### DIRECTIVE
Edit the lines below by replacing each "Run detection for" with "Locate". Keep all other text unchanged.

++++ PROVIDED RECORDS

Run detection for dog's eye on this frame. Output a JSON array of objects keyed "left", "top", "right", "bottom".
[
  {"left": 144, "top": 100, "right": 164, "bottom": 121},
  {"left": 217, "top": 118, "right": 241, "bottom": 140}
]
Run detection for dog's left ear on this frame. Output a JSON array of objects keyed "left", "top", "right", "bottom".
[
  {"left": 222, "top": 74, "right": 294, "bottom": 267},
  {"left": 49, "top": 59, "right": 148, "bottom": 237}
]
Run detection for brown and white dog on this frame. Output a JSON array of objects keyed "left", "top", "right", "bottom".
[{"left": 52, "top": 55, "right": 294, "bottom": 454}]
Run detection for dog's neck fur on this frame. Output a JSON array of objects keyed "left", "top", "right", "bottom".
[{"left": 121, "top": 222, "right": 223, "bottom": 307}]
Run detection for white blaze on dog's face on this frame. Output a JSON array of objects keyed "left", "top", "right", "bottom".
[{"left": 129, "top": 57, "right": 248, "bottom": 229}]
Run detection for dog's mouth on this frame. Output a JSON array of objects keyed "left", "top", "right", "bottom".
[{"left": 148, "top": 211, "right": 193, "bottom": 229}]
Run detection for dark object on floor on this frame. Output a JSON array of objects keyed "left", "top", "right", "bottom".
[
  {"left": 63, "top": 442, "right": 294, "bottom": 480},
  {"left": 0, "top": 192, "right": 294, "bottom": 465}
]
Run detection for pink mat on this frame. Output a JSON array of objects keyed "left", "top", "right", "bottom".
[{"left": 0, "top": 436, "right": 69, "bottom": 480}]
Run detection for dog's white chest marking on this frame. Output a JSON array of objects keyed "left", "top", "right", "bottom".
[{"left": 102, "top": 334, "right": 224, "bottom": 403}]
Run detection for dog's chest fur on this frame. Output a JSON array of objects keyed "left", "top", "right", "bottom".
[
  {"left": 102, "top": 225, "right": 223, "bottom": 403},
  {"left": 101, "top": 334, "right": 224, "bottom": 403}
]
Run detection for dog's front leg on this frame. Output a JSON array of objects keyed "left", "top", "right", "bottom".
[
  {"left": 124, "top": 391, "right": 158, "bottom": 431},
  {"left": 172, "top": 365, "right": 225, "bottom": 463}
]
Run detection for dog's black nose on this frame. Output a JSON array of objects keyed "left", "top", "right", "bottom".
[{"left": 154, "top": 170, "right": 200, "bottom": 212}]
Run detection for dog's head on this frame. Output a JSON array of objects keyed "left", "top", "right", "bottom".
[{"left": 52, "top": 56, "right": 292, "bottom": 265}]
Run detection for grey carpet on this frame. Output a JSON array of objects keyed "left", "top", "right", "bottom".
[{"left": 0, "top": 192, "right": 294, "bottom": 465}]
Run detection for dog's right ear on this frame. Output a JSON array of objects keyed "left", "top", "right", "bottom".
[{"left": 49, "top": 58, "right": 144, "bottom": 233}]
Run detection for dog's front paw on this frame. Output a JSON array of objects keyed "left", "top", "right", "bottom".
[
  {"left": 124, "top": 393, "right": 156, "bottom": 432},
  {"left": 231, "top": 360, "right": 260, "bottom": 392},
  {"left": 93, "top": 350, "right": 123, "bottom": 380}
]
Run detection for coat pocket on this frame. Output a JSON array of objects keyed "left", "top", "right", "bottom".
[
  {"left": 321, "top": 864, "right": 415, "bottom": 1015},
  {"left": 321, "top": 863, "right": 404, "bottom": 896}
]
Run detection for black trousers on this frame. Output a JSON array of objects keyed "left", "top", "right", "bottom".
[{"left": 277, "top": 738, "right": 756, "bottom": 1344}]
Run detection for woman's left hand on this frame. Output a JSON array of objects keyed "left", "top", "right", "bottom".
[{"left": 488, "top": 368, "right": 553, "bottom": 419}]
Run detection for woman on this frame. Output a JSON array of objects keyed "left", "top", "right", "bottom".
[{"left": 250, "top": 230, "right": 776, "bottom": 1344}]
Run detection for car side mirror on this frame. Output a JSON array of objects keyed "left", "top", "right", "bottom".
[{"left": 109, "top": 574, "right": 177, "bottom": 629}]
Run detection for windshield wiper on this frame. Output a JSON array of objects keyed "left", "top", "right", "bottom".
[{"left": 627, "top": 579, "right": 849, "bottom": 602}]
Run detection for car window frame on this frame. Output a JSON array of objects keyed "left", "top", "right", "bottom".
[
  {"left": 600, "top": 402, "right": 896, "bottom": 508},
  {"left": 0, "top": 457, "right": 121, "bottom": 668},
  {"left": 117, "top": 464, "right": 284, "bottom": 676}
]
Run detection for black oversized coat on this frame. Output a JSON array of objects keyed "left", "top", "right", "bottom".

++++++++

### SOLUTION BELOW
Locate dog's eye on this frame. Output a JSON array of objects keyed "left", "top", "right", "bottom".
[
  {"left": 144, "top": 100, "right": 164, "bottom": 121},
  {"left": 217, "top": 118, "right": 241, "bottom": 140}
]
Locate dog's left ear on this frame. Output a JSON array of objects keyed "left", "top", "right", "bottom".
[
  {"left": 222, "top": 74, "right": 294, "bottom": 267},
  {"left": 49, "top": 59, "right": 148, "bottom": 237}
]
Locate brown and white dog on this frame. Output a JSON array of objects keyed "left", "top", "right", "bottom".
[{"left": 52, "top": 55, "right": 294, "bottom": 454}]
Locate dog's neck fur on this frame. Output a JSON array of objects keyed "left", "top", "right", "bottom".
[{"left": 121, "top": 222, "right": 223, "bottom": 307}]
Locate white blaze on dog's face on this frame. Output a JSON array of objects keyed "left", "top", "right", "bottom".
[{"left": 129, "top": 57, "right": 248, "bottom": 229}]
Locate dog's mouth on this frame. Output a JSON array of objects keyed "left", "top", "right", "bottom".
[{"left": 148, "top": 211, "right": 193, "bottom": 229}]
Locate dark object on floor on this frame. Output a JSON array of objects keyed "left", "top", "right", "bottom".
[
  {"left": 63, "top": 442, "right": 294, "bottom": 480},
  {"left": 0, "top": 192, "right": 294, "bottom": 465}
]
Locate pink mat on this frame. Output a JSON array of objects keyed "left", "top", "right", "bottom".
[{"left": 0, "top": 436, "right": 69, "bottom": 480}]
Locate dog's white chest marking on this frame. Output a JSON array of objects keyed "left", "top", "right", "bottom".
[{"left": 102, "top": 334, "right": 224, "bottom": 403}]
Locate dog's chest fur on this frame. Output a JSON array of objects keyed "left", "top", "right", "bottom".
[
  {"left": 102, "top": 225, "right": 223, "bottom": 403},
  {"left": 101, "top": 334, "right": 224, "bottom": 403}
]
Locate dog's front leg on this frame. Output a JSON array of objects keyed "left", "top", "right", "bottom".
[
  {"left": 124, "top": 391, "right": 158, "bottom": 431},
  {"left": 172, "top": 365, "right": 225, "bottom": 463}
]
Locate dog's black nose on this frame. Output a JSON array of objects keyed "left", "top", "right", "bottom".
[{"left": 154, "top": 170, "right": 200, "bottom": 212}]
Locate dog's head on this frame. Output a JSON array of objects keyed "left", "top", "right", "bottom".
[{"left": 52, "top": 56, "right": 292, "bottom": 265}]
Locate grey carpet on this frame. Output a JSON array of objects keyed "left", "top", "right", "bottom".
[{"left": 0, "top": 192, "right": 294, "bottom": 465}]
Locate dog's right ear on this frame. Output a JSON array of objects keyed "left", "top", "right", "bottom".
[{"left": 49, "top": 58, "right": 144, "bottom": 233}]
Locate dog's front paw on this frame. Output a JSON array of objects keyed "left", "top", "right", "bottom".
[
  {"left": 124, "top": 393, "right": 156, "bottom": 432},
  {"left": 231, "top": 360, "right": 260, "bottom": 392},
  {"left": 93, "top": 350, "right": 123, "bottom": 380}
]
Locate coat pocket on this frame. Output a JSON array of objects keyed "left", "top", "right", "bottom".
[
  {"left": 321, "top": 864, "right": 415, "bottom": 1015},
  {"left": 321, "top": 863, "right": 404, "bottom": 896}
]
Locate black trousers on this frame. Output a JSON array of objects keyed "left", "top", "right", "bottom".
[{"left": 277, "top": 738, "right": 756, "bottom": 1344}]
Locate woman's left hand on this frame. Output a JSON array of objects keyed "left", "top", "right", "bottom".
[{"left": 488, "top": 368, "right": 553, "bottom": 419}]
Locate woman on this frame. Output a JSON array of objects keyed "left", "top", "right", "bottom".
[{"left": 250, "top": 230, "right": 776, "bottom": 1344}]
Locate car side mirror on this frame. Output a JSON array of objects keyed "left", "top", "right", "bottom".
[{"left": 109, "top": 574, "right": 177, "bottom": 629}]
Locate windshield wiper on this frame. Output a JSON array of objects keyed "left", "top", "right", "bottom".
[{"left": 627, "top": 579, "right": 849, "bottom": 602}]
Locate car window frame on this frame. Output a JSON array of objects keyed "left", "top", "right", "bottom".
[
  {"left": 600, "top": 402, "right": 896, "bottom": 508},
  {"left": 0, "top": 457, "right": 121, "bottom": 668},
  {"left": 117, "top": 464, "right": 284, "bottom": 676}
]
Locate black oversized coat on this frame. Output a JSON array of objects keyed "left", "top", "right", "bottom".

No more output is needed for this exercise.